─── MATERIAL SHOWN

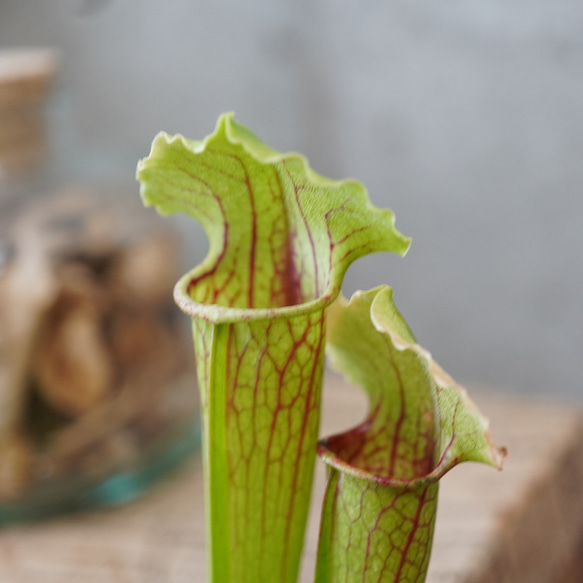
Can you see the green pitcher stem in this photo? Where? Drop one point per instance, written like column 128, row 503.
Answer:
column 260, row 433
column 390, row 530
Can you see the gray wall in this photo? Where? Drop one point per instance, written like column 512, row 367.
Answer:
column 466, row 118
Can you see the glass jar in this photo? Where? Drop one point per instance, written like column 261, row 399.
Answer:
column 97, row 395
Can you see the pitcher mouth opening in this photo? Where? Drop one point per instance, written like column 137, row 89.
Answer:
column 222, row 314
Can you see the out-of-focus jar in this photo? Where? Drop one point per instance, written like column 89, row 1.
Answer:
column 97, row 395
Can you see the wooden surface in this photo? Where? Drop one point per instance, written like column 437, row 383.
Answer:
column 522, row 525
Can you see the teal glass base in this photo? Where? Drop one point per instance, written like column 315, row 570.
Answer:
column 75, row 495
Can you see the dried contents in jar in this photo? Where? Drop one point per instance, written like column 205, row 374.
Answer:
column 93, row 355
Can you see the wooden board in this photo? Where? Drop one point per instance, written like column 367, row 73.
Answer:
column 522, row 525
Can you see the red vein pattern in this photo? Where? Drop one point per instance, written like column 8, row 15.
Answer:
column 381, row 497
column 281, row 238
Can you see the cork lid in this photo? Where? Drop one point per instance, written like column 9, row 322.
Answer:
column 25, row 76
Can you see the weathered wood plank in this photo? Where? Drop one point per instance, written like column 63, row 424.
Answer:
column 522, row 525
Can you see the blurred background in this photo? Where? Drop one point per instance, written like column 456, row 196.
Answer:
column 465, row 118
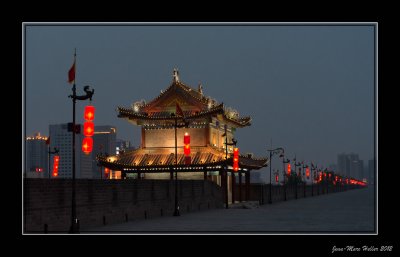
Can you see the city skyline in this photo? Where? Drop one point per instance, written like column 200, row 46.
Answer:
column 267, row 72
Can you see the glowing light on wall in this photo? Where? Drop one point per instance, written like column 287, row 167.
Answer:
column 87, row 145
column 89, row 113
column 186, row 148
column 56, row 161
column 88, row 129
column 236, row 159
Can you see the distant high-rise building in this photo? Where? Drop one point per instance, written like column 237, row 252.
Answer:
column 104, row 142
column 332, row 167
column 341, row 165
column 350, row 165
column 371, row 171
column 361, row 169
column 36, row 165
column 61, row 138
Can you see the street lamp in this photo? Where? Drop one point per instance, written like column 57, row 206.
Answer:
column 312, row 178
column 272, row 152
column 186, row 124
column 89, row 94
column 234, row 142
column 284, row 175
column 296, row 164
column 56, row 151
column 305, row 178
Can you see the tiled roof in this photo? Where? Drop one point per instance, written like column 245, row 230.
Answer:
column 163, row 158
column 150, row 111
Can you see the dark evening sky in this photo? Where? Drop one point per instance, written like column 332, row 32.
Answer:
column 308, row 88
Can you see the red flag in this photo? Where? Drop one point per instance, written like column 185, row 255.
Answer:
column 71, row 74
column 179, row 110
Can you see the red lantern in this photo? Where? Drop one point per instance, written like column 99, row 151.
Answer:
column 56, row 162
column 186, row 148
column 88, row 128
column 87, row 145
column 235, row 159
column 89, row 113
column 186, row 139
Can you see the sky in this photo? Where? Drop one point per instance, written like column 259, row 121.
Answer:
column 308, row 89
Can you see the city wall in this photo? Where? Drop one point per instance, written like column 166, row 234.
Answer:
column 47, row 203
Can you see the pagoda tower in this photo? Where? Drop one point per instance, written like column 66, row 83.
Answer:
column 210, row 125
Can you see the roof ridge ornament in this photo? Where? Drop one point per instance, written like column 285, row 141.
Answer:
column 176, row 75
column 200, row 89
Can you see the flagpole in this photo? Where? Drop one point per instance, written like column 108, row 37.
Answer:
column 74, row 228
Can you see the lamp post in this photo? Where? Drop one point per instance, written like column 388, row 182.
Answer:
column 89, row 94
column 284, row 175
column 234, row 142
column 312, row 178
column 305, row 178
column 296, row 164
column 272, row 152
column 176, row 211
column 56, row 151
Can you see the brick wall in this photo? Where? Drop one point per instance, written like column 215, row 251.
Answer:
column 111, row 201
column 260, row 192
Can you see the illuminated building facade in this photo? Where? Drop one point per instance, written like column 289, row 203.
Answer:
column 206, row 121
column 36, row 165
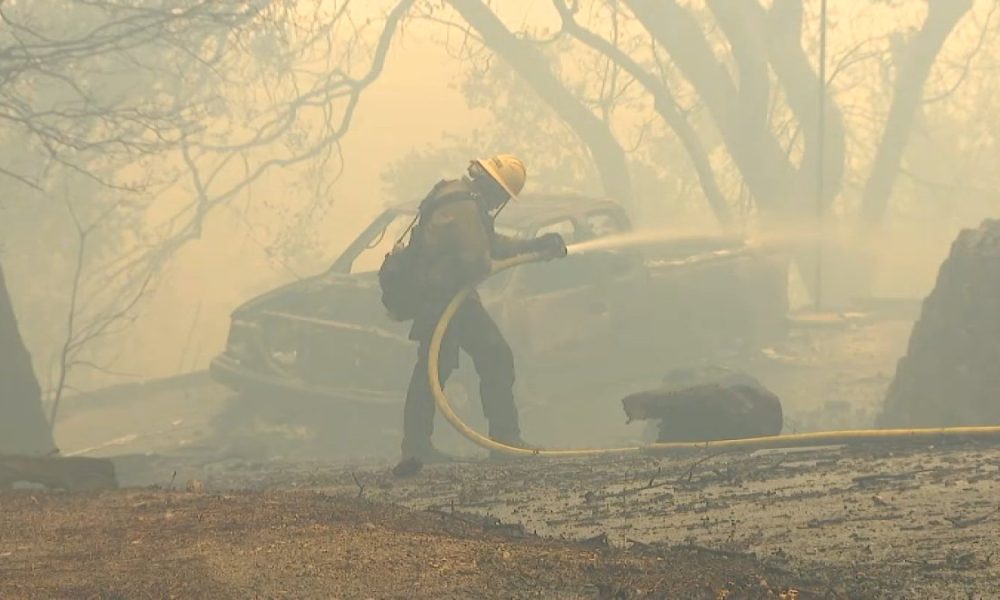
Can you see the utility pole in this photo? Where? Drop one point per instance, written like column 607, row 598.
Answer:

──────

Put the records above, from the start of the records through the line containing "column 466, row 118", into a two-column CSV with the headers "text" and "answer", one row for each text and its answer. Put each field in quotation marks, turn line breaks into spaces, and leave the pictures out.

> TASK RESPONSE
text,answer
"Can you see the green pitcher stem in this photo? Where? Drop one point per instance, written like column 128, row 503. Answer:","column 260, row 433 column 390, row 530"
"Can you see the gray wall in this photo? Where? Drop one point per instance, written like column 512, row 367. Answer:","column 466, row 118"